Action item:
Take the data from its first line. Print each line exactly until the line containing "Return one point per instance of the corrugated" has been printed too.

Source material:
§

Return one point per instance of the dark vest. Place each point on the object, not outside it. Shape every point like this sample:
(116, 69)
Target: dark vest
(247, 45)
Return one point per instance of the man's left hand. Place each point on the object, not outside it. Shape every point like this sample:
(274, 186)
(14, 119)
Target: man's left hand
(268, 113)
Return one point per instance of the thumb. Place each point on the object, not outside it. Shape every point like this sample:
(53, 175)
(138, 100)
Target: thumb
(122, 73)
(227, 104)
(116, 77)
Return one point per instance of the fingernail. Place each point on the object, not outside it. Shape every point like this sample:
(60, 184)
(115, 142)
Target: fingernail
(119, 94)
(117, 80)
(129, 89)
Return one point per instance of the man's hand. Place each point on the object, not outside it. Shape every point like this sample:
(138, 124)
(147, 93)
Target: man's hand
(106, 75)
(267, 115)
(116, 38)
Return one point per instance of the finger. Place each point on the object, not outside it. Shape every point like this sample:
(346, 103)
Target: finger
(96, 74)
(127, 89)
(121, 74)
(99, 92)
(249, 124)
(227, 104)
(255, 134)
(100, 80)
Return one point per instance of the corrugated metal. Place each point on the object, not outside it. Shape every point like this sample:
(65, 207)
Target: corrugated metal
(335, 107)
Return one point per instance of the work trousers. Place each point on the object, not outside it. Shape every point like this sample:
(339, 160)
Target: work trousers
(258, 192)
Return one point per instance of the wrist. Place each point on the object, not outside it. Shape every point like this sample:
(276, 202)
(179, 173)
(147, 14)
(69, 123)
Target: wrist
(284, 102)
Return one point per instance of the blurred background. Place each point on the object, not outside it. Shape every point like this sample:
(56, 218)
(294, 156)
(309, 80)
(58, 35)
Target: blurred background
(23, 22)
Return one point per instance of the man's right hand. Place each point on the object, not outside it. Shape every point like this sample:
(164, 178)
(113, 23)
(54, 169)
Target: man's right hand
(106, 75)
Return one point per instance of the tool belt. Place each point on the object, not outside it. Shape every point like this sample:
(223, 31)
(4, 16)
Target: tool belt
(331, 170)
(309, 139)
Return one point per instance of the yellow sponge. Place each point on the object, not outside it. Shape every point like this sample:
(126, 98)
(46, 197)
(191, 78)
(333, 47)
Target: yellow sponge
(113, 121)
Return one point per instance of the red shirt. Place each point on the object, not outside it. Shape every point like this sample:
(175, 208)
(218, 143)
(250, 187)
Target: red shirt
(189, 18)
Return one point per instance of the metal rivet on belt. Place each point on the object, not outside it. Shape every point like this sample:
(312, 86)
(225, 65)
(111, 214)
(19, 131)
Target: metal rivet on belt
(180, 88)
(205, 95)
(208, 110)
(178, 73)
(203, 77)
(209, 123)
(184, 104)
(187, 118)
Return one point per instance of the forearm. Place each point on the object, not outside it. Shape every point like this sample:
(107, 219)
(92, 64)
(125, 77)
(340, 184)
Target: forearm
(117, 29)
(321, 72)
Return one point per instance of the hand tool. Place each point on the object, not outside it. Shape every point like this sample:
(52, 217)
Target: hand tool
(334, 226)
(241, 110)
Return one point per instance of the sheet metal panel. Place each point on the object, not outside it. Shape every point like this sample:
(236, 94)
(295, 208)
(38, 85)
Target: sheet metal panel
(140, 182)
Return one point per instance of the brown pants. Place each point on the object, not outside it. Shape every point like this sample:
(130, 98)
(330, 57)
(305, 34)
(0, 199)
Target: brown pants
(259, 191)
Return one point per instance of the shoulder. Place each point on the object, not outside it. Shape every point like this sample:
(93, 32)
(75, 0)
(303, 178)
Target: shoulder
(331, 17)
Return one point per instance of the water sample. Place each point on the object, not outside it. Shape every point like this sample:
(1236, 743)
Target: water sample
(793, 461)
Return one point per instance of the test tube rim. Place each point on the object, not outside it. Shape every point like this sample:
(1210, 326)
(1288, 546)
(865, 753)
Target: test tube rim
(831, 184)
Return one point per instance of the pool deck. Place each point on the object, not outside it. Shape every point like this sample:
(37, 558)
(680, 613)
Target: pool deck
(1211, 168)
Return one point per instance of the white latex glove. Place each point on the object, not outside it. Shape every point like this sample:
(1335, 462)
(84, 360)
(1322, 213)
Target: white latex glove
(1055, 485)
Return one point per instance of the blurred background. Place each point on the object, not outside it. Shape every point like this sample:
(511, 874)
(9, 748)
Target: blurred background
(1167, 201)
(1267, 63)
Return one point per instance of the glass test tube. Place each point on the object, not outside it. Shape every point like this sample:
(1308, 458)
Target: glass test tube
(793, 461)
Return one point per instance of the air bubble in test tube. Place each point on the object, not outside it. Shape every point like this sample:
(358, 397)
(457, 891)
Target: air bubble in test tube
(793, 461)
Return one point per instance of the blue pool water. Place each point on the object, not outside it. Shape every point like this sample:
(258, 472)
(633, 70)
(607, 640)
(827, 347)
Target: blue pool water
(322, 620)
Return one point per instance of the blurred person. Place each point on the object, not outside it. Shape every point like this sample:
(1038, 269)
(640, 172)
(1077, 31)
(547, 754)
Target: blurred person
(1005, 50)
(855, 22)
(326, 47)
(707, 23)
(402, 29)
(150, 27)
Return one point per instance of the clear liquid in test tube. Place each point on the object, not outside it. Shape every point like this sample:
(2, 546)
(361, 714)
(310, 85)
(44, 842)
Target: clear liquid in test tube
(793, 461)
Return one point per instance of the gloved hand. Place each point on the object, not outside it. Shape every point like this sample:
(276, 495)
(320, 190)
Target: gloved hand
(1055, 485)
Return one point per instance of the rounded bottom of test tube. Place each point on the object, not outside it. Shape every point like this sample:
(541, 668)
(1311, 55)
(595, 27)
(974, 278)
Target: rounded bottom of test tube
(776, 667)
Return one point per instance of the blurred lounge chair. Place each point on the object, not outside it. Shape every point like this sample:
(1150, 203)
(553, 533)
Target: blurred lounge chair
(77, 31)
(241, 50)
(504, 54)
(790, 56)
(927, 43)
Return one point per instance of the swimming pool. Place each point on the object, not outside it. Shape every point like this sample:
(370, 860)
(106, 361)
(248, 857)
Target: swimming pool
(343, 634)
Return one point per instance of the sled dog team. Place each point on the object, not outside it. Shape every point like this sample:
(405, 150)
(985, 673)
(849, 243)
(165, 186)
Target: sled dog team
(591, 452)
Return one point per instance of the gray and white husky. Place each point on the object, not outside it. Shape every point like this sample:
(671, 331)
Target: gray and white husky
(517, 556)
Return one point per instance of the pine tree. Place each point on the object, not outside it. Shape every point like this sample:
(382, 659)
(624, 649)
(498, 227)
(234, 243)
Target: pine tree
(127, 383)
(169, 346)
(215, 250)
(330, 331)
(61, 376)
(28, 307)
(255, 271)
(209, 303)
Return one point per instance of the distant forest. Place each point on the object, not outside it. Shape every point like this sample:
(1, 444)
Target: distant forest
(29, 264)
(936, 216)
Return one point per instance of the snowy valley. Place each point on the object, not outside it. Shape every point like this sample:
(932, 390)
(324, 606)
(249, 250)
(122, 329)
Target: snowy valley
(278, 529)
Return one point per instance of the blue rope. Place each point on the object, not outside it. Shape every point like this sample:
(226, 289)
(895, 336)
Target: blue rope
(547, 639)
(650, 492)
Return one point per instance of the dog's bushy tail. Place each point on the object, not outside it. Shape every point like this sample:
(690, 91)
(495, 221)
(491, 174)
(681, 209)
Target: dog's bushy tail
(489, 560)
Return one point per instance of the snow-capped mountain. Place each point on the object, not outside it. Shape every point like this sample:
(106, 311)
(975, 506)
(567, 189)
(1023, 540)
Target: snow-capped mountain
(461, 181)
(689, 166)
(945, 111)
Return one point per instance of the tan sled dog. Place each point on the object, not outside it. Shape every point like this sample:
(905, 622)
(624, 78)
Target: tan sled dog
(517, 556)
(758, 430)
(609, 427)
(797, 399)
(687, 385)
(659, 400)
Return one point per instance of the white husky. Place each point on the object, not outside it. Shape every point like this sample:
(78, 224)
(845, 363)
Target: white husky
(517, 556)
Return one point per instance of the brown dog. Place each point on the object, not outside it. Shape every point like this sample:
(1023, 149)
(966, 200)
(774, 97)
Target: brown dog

§

Output of the exercise:
Return one point per instance of the dark vest. Place each point on the object, not outside it. Shape every point like this sample:
(116, 69)
Target: dark vest
(247, 45)
Return one point per instance of the man's left hand. Place each point on the object, not outside it. Shape every point like this sample:
(274, 186)
(14, 119)
Target: man's left hand
(268, 113)
Return one point per instance of the thumb. Place each point on the object, not outside it. Shape every point like this sample:
(53, 175)
(138, 100)
Target: thumb
(122, 73)
(227, 104)
(116, 77)
Return one point per instance of the fingernail. Place each point on the object, not outside it. Shape every point like this sample:
(60, 184)
(115, 142)
Target: fingernail
(119, 94)
(117, 80)
(129, 89)
Return one point per instance of the man's hand. Place each point on the object, not outside it. Shape every point like this sample:
(138, 124)
(147, 93)
Target: man's hand
(106, 75)
(267, 115)
(116, 38)
Return one point per instance of the finger. Place each point on the object, not outside it. Shape every point like this sample:
(346, 103)
Target: finger
(96, 74)
(127, 89)
(121, 74)
(99, 92)
(249, 124)
(227, 104)
(255, 134)
(100, 80)
Return one point per instance of the corrugated metal. Place each point on the object, not outside it. Shape every point like this sample:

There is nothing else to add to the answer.